### Written request
Please repeat every line of the material from the line with "every wooden table" to the line with "[306,69,378,135]", both ends included and nothing else, shifting each bounding box coordinate up by 103.

### Material shown
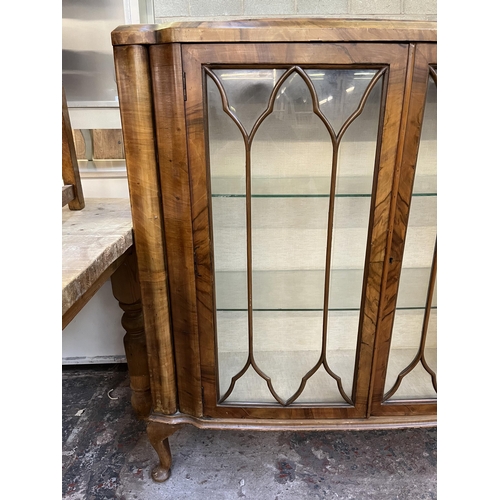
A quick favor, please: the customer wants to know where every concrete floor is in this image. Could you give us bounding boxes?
[62,365,437,500]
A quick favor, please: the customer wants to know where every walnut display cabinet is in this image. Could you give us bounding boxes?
[112,19,437,481]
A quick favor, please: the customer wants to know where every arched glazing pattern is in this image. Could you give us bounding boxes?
[384,67,437,401]
[205,66,385,406]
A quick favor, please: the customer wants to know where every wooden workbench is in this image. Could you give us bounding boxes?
[62,198,151,418]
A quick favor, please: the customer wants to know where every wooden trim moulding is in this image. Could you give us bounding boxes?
[111,18,437,45]
[148,413,437,432]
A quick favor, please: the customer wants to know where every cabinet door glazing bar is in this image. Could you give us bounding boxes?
[183,44,405,418]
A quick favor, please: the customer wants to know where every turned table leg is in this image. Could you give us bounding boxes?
[147,422,179,483]
[111,249,151,419]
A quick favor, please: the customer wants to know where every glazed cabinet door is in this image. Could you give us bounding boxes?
[371,44,437,415]
[156,43,408,419]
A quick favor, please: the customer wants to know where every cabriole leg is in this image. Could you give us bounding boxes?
[147,422,179,483]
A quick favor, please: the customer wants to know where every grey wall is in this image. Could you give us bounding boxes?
[153,0,437,23]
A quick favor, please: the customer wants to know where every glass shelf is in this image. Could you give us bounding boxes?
[211,175,437,198]
[215,268,437,311]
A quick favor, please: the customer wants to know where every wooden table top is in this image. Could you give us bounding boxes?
[62,198,133,314]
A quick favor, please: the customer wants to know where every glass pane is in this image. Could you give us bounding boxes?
[214,69,285,134]
[207,69,382,404]
[384,76,437,400]
[251,73,333,399]
[207,78,248,394]
[306,69,378,135]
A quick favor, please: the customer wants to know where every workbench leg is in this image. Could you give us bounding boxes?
[111,249,151,419]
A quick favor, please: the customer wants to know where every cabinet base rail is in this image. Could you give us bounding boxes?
[147,413,437,483]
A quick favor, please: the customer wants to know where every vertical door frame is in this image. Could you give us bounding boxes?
[370,43,437,416]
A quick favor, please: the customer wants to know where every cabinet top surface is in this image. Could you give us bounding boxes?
[111,18,437,45]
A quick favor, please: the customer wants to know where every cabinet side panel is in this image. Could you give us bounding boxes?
[370,44,437,415]
[150,44,203,416]
[114,45,177,414]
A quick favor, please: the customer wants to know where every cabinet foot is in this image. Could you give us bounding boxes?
[147,422,179,483]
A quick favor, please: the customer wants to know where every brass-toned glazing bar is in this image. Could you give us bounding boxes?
[384,240,437,401]
[205,68,286,405]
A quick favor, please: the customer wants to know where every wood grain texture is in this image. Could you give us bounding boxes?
[62,88,85,210]
[73,129,87,160]
[111,246,151,419]
[111,18,437,45]
[61,198,133,328]
[370,44,437,415]
[150,44,203,416]
[149,414,437,432]
[183,44,407,418]
[92,129,125,160]
[114,45,177,414]
[62,184,75,207]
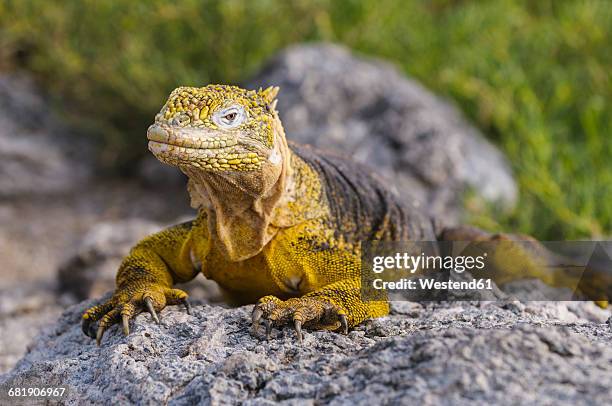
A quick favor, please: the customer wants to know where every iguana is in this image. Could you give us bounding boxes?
[82,85,608,344]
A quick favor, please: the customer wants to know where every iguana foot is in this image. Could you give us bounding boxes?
[81,284,191,345]
[252,296,348,344]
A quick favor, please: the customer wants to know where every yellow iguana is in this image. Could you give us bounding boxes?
[82,85,608,344]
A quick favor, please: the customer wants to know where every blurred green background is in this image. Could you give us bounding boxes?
[0,0,612,240]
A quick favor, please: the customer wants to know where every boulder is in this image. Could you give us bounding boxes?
[0,282,67,374]
[247,44,517,223]
[0,75,91,198]
[57,218,220,302]
[0,301,612,405]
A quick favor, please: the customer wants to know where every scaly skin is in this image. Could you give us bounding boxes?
[83,85,608,344]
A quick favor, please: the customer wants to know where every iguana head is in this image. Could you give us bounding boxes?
[147,85,284,176]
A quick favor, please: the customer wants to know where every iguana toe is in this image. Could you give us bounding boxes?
[81,284,191,345]
[252,296,348,344]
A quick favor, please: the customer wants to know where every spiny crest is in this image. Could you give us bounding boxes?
[162,85,279,124]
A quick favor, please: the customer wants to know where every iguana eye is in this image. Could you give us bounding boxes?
[213,106,246,129]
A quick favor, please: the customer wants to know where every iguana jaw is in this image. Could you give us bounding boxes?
[147,123,271,172]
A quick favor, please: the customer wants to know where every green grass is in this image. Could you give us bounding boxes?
[0,0,612,240]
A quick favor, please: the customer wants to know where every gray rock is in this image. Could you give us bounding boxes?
[0,283,69,374]
[0,301,612,405]
[248,44,517,223]
[0,75,90,198]
[57,218,220,303]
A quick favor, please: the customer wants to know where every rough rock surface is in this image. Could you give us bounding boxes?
[0,283,68,374]
[0,301,612,405]
[248,45,517,222]
[0,75,89,198]
[57,218,220,303]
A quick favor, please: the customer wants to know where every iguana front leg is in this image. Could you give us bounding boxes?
[252,278,389,343]
[82,222,198,345]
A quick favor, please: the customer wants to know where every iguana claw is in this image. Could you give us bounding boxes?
[81,285,191,345]
[251,296,348,344]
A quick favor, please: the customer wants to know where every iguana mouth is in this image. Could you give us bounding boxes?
[147,123,262,171]
[147,124,238,150]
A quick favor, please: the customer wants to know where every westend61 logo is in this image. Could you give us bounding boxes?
[361,240,612,301]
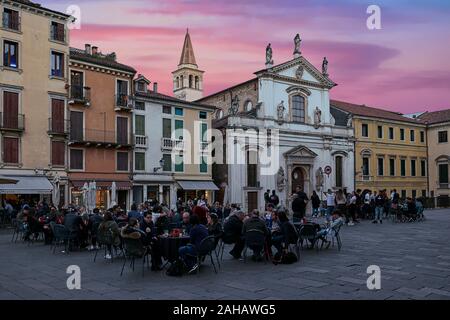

### Written solution
A quick favor, please: the customer wants to know where every wooden table top is in this image. Could you give us bounding boxes?
[165,301,236,417]
A quick favor, please: the customer wants to know where every glass pane is in this image. Could you give us bounding boxes?
[317,172,388,237]
[310,172,485,507]
[487,179,540,503]
[354,176,436,502]
[310,181,351,497]
[409,172,481,238]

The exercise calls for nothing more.